This editorial was published by the Everett (Wash.) Herald.
For several years, advocates for the health of youths have been frustrated by the slow pace of federal and state oversight and regulation of e-cigarette and other tobacco products as they struggled to confront the “catch me if you can” innovation of vape product manufacturers, amid an epidemic rise in tobacco use among middle- and high-school-age youths.
Organizations such as Truth Initiative and the Campaign for Tobacco-Free Kids have compared it to a game of vaping whack-a-mole. As regulators would block one path to distribution of e-cigarettes and vape pens to underage users, makers would find a loophole to exploit.
That game continues courtesy of an industry that insists it’s simply offering a smoking-cessation alternative to adults, while at the same time it’s been busy developing new packaging, colors, flavors, formulations and social media marketing to sell an addictive and harmful chemical — nicotine — to children.
Briefly, here’s the problem with nicotine use by children and young adults, according to the Washington state Department of Health and the U.S. Food and Drug Administration:
l Youths and young adults younger than 18 are more likely to start using tobacco than adults; and nearly 9 of 10 adults who smoke started by age 18.
l An estimated 104,000 youths in the state, alive today, will die prematurely because of smoking.
l The rise in use of vaping products among youths raises alarms because nicotine can adversely affect brain development and have long-lasting effects, including lower impulse control and mood disorders and can develop in them a difficult-to-break addiction to nicotine and tobacco products.
However, even as the game continues, state and federal officials have recently gotten in a couple good whacks.
The first good whack: Washington state Attorney General Bob Ferguson has announced a $22.5 million settlement with Juul Labs — until recently the market leader in e-cigarette product sales — to end the state’s consumer protection lawsuit from 2020 that claimed Juul had targeted underage consumers and deceived consumers in general about the addictive nature of its products.
In acceding to the settlement, Juul admits no wrong-doing, the bitter aftertaste that’s typical of such agreements to end lawsuits. But along with the $22.5 million payment to the state, the e-cigarette maker must:
l End all advertising that appeals to youths and stop much of its promotion on social media.

■ Information supplied:

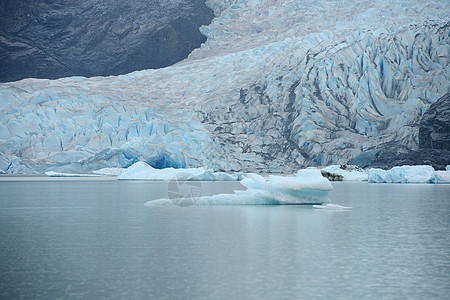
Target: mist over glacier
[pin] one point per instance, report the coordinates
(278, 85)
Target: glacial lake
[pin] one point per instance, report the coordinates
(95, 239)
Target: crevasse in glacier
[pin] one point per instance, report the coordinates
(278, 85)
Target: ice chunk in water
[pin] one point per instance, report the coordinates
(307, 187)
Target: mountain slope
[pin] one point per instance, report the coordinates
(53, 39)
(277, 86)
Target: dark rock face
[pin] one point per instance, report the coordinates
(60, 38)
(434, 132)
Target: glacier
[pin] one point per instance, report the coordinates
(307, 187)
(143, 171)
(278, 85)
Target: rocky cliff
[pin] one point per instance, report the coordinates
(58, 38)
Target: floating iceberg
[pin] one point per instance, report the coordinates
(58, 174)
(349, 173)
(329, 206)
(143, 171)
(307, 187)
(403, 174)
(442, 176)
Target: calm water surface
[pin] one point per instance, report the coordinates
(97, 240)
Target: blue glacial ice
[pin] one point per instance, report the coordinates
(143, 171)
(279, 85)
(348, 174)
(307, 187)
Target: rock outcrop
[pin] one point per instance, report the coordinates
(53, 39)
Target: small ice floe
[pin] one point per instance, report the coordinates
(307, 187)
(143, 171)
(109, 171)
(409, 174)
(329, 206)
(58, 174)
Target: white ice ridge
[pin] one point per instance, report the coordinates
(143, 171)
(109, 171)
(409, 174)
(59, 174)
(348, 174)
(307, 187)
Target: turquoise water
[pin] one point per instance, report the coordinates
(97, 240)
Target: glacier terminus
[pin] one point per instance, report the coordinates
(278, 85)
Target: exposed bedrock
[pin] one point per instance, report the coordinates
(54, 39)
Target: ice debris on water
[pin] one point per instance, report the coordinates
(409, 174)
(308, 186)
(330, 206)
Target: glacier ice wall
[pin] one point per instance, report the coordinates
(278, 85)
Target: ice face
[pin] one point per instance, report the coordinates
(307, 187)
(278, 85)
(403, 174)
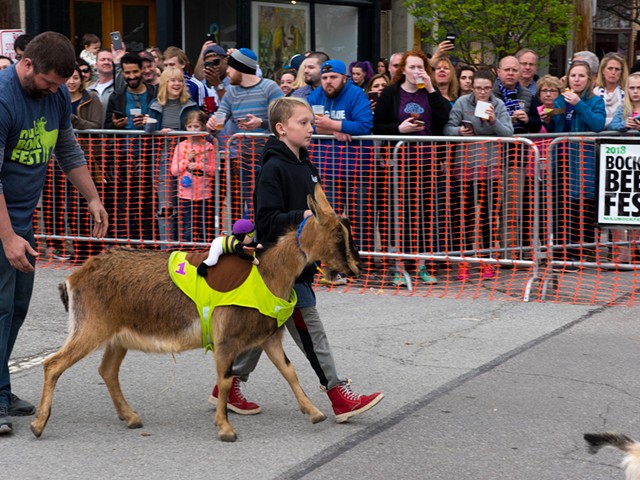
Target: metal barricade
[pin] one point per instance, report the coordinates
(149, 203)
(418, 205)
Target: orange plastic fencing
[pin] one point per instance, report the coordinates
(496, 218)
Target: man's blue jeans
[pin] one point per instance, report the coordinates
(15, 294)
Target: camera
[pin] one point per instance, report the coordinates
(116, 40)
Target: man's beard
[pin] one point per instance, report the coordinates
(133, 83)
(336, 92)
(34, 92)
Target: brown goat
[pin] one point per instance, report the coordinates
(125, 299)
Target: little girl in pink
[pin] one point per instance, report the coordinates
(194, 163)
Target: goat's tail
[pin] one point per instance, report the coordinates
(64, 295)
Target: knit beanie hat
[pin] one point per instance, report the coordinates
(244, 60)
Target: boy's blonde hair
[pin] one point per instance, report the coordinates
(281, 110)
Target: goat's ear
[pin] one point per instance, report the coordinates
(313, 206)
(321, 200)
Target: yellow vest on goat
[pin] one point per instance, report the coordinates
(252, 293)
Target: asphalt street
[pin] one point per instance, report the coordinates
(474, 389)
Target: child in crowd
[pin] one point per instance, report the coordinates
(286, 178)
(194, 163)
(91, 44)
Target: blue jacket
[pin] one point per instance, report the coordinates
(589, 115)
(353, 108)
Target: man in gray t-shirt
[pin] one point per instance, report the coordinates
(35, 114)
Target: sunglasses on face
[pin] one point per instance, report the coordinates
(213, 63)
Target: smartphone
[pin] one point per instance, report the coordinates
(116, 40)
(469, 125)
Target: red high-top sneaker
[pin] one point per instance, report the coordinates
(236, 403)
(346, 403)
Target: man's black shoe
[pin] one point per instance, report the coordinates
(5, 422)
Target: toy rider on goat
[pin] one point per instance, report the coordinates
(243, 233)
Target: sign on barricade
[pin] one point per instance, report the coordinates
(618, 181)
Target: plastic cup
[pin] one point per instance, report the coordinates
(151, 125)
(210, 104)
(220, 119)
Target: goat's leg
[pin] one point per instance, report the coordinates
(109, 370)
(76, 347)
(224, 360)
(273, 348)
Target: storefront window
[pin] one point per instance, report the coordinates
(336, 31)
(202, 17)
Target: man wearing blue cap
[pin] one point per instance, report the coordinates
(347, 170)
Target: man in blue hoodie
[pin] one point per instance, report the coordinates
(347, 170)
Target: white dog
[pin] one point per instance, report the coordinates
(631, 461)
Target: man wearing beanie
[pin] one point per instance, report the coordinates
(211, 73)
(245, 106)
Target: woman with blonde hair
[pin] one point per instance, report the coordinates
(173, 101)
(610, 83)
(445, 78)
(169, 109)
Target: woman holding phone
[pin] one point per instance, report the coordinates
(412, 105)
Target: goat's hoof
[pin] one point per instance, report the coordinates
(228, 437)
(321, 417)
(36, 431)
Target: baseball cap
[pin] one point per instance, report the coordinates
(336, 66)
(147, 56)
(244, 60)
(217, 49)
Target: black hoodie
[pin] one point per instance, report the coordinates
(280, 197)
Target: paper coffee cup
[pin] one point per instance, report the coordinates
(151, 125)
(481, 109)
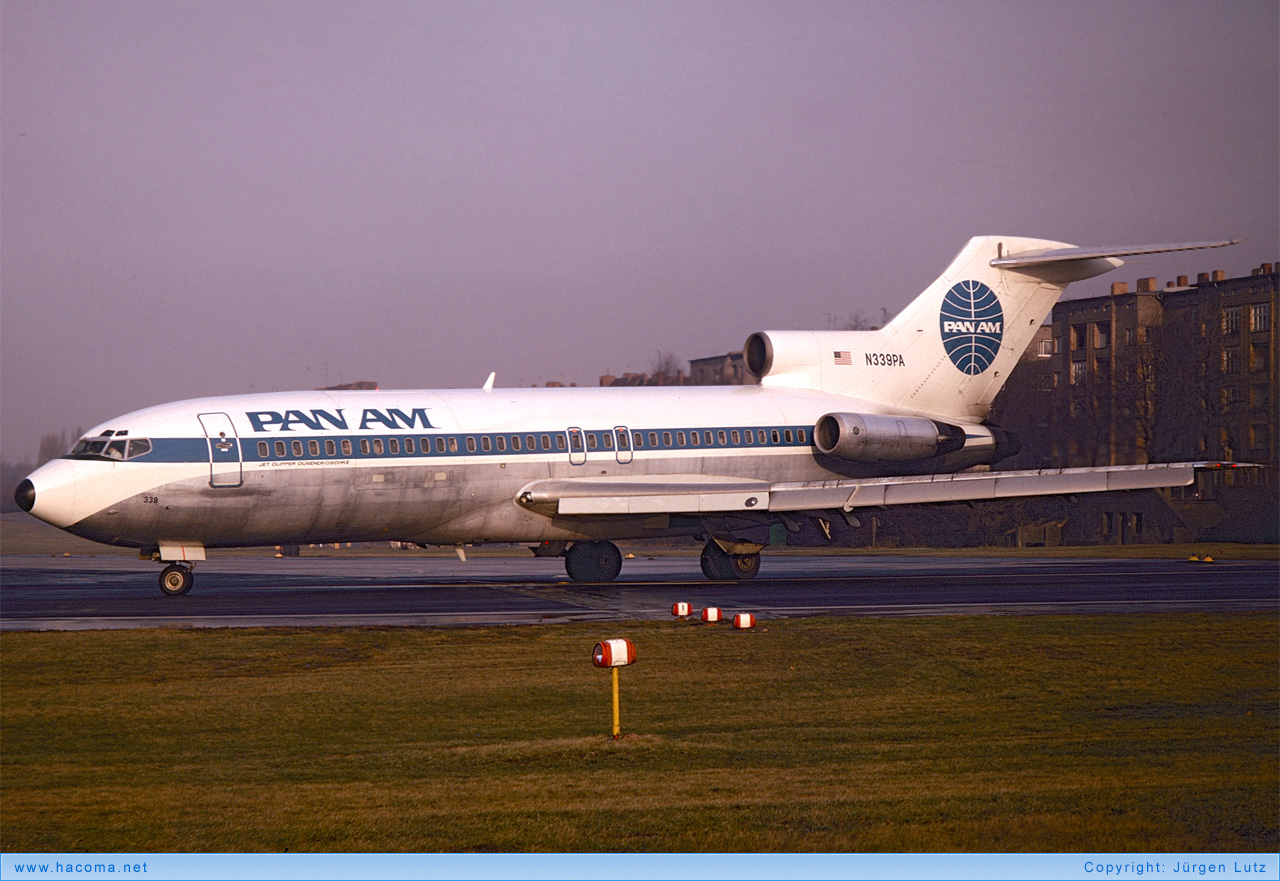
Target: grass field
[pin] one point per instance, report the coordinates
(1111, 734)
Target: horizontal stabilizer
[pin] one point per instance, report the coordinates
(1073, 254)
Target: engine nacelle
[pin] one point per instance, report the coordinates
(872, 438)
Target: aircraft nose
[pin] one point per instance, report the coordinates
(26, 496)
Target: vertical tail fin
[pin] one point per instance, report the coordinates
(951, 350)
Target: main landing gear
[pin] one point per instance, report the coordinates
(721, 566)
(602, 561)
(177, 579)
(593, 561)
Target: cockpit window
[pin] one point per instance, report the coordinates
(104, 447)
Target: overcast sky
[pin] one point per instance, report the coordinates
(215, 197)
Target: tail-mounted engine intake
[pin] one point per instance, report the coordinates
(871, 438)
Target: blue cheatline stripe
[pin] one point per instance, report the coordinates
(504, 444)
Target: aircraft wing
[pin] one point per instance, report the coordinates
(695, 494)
==
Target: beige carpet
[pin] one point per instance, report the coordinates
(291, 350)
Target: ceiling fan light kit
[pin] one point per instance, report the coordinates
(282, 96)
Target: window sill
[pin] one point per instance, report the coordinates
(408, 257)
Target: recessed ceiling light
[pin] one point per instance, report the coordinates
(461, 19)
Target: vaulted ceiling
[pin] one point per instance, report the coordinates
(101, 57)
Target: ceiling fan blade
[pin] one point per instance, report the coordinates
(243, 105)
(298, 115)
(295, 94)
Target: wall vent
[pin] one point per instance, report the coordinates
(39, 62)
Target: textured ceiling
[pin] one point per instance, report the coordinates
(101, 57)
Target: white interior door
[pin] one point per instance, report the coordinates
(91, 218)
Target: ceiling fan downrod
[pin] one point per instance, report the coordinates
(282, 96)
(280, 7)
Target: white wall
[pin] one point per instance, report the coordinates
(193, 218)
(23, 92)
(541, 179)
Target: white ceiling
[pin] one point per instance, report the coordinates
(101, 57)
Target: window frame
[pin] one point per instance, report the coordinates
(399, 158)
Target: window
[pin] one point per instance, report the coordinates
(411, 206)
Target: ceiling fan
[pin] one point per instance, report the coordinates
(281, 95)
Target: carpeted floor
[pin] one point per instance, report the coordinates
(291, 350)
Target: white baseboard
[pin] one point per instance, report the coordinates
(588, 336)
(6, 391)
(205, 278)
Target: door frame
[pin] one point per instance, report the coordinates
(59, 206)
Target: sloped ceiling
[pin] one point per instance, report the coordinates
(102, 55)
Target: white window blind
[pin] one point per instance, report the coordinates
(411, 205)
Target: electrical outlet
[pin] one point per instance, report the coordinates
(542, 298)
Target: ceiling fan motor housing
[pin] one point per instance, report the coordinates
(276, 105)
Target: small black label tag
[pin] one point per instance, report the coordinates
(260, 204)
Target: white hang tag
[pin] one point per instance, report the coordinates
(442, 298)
...
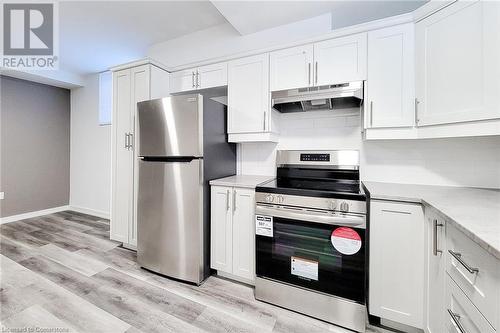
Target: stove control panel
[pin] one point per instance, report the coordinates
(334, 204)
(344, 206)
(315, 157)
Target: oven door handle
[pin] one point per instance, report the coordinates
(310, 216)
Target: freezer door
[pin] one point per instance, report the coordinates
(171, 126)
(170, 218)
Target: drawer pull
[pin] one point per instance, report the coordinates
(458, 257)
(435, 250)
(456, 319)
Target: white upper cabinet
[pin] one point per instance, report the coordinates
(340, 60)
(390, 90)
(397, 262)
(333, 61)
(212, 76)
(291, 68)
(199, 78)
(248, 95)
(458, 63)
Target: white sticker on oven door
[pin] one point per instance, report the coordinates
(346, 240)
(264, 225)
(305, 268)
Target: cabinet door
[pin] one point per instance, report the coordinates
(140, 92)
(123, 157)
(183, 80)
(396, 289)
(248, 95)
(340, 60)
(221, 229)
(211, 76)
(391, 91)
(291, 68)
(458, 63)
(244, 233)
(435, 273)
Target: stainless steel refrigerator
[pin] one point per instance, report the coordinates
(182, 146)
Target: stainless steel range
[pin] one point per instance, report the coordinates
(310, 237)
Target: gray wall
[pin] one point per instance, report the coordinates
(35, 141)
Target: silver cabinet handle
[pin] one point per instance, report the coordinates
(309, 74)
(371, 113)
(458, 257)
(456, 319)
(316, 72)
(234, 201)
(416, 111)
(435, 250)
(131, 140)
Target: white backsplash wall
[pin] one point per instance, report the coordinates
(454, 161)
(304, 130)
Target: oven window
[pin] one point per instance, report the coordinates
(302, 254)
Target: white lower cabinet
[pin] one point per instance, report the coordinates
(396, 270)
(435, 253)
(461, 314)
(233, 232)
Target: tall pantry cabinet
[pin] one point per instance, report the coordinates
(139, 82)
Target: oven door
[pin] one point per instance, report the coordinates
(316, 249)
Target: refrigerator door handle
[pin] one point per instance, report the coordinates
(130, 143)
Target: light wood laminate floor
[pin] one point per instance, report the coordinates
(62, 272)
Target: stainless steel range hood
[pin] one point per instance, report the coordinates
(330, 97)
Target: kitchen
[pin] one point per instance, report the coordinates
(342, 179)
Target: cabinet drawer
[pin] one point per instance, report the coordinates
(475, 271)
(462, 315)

■ Aim A: Reproduce the passage of the editorial on youth vaping between "The first good" and "on social media.", inclusive.
■ Aim B:
Answer these questions from the editorial on youth vaping:
(i) Which two organizations compared the effort to a game of vaping whack-a-mole?
(ii) How many youths in the state, alive today, are estimated to die prematurely because of smoking?
(iii) What is the dollar amount of the settlement with Juul Labs?

■ Exercise output A:
The first good whack: Washington state Attorney General Bob Ferguson has announced a $22.5 million settlement with Juul Labs — until recently the market leader in e-cigarette product sales — to end the state’s consumer protection lawsuit from 2020 that claimed Juul had targeted underage consumers and deceived consumers in general about the addictive nature of its products.
In acceding to the settlement, Juul admits no wrong-doing, the bitter aftertaste that’s typical of such agreements to end lawsuits. But along with the $22.5 million payment to the state, the e-cigarette maker must:
l End all advertising that appeals to youths and stop much of its promotion on social media.

■ Exercise output B:
(i) Truth Initiative and the Campaign for Tobacco-Free Kids
(ii) An estimated 104,000
(iii) $22.5 million